Adriana at the workshop

Adriana at the workshop

Adriana is 57 and living in Pilar, a city in the province of Buenos Aires, Argentina. She was diagnosed with MS in early 2019 but the withdrawal of her medical insurance and the COVID-19 pandemic meant she had to wait almost two years for treatment to start.

 

I started to feel some minor discomfort in my left leg in April 2018, like a muscle ache. And over the course of the next month I had several falls while walking to work at the leather goods shop I ran with my husband. In June 2018 I began speaking with a traumatologist (orthopaedic surgeon) and other doctors. At first they told me it was fibromyalgia but then I was referred for MRI scans.

Up to this moment I was calm because I thought it was something very simple – I had never had any health problems and I thought it was something temporary. But when they told me ‘you have to go see a neurologist’, that’s when I started to worry. I was diagnosed in January 2019 with primary progressive MS.

When I got my diagnosis it felt like a bucket full of ice cubes had been poured on top of me. I knew about the disease because a business client of mine had MS. She had been walking well, then she began to come with a cane and the last time I saw her she was using a walker. I was very scared. My neurologist immediately put me in contact with Esclerosis Múltiple Argentina (EMA) and from there it was like I could start to have a little peace of mind because from the minute I met them I felt contained in a hug. I felt that I was not alone in this.

It was quite a complicated path as my medical coverage was immediately cancelled. Because I was misdiagnosed with fibromyalgia first, they claimed I was lying. I was left in a situation of being newly diagnosed, scared and with the prospect of not having health coverage. It would be impossible for any Argentinian to pay for their own MS treatment because it is so expensive. EMA, through their lawyers was able to file an appeal and the judge ruled in my favour, confirming the insurer had to reinstate my medical coverage.

It was September 2019 when the judicial process was completed and my treatment was approved, but I did not receive my first infusion until November 2020. The provincial hospitals do not have the infrastructure or the number of professionals that the capital hospitals do and there were no time available for my treatment. Then the pandemic came and we were in quarantine for many months.

When I was diagnosed I was still walking normally but by the time I received my medication I was already walking with a cane. I have now had two infusions of Ocrelizumab but so far I have not felt any improvement. The neurologist explained to me that the medication they gave me is meant to slow the progression of the disease but it can’t reverse how it developed while I was waiting.

◆ **DATASET**
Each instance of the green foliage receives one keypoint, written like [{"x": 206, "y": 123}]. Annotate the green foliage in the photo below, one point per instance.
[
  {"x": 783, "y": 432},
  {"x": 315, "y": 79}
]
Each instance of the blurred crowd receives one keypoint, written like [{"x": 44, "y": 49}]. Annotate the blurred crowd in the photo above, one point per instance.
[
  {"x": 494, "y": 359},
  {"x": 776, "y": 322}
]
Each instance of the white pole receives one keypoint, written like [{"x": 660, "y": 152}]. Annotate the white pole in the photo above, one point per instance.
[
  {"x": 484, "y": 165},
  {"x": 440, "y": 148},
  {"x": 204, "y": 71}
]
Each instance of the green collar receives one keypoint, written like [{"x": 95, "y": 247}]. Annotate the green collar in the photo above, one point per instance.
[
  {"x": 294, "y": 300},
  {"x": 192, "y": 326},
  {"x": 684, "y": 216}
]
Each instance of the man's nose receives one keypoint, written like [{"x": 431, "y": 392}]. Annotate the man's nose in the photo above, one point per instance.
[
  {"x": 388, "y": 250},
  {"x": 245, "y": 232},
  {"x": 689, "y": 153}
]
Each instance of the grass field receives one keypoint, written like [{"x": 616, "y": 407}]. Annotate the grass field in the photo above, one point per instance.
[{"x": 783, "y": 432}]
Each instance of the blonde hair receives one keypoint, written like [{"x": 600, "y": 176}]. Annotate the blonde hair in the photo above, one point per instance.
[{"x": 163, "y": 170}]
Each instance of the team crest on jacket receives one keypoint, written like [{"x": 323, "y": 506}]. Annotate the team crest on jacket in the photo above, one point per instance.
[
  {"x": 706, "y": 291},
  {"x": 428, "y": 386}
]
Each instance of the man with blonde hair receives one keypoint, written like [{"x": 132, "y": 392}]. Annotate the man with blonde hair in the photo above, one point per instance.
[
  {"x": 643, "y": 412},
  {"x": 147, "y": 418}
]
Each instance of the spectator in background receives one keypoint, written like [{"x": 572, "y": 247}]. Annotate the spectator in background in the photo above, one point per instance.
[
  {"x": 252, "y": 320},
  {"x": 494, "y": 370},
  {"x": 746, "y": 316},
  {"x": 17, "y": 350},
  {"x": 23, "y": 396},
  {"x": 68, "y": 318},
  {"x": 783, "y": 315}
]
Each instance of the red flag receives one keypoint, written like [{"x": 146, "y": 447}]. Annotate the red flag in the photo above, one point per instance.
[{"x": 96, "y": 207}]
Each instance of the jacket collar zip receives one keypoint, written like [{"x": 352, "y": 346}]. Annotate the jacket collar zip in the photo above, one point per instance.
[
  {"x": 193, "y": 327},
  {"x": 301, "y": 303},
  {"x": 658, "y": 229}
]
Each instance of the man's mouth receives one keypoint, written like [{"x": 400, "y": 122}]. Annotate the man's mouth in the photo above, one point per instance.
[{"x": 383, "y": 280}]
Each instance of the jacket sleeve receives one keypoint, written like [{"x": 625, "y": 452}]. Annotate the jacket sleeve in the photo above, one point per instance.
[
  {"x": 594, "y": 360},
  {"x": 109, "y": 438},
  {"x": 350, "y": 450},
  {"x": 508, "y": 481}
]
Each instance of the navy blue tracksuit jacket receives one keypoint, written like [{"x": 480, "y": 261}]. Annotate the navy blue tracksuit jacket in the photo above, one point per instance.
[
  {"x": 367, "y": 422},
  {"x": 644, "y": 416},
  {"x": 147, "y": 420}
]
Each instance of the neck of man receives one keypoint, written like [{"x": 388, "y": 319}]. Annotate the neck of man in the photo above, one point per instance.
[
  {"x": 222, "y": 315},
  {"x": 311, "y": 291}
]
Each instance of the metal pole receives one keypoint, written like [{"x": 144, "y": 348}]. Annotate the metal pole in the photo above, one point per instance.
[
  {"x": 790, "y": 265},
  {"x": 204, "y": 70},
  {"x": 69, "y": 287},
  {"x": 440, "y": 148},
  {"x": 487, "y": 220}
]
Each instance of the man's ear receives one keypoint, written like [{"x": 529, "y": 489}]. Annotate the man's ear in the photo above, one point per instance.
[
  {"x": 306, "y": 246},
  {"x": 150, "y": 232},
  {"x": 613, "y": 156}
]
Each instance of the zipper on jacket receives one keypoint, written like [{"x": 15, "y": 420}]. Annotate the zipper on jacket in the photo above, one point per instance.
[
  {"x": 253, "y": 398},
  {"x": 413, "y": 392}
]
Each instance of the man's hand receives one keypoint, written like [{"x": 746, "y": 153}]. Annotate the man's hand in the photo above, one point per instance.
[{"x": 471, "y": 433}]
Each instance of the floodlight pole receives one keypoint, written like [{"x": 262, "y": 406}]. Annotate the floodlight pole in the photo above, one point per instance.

◆ **YOUR OBJECTIVE**
Render this sentence from Adriana's account of her MS diagnosis in Spanish: "I felt that I was not alone in this."

◆ **THE COMPLETED TASK**
Sentí que no estaba sola en esto.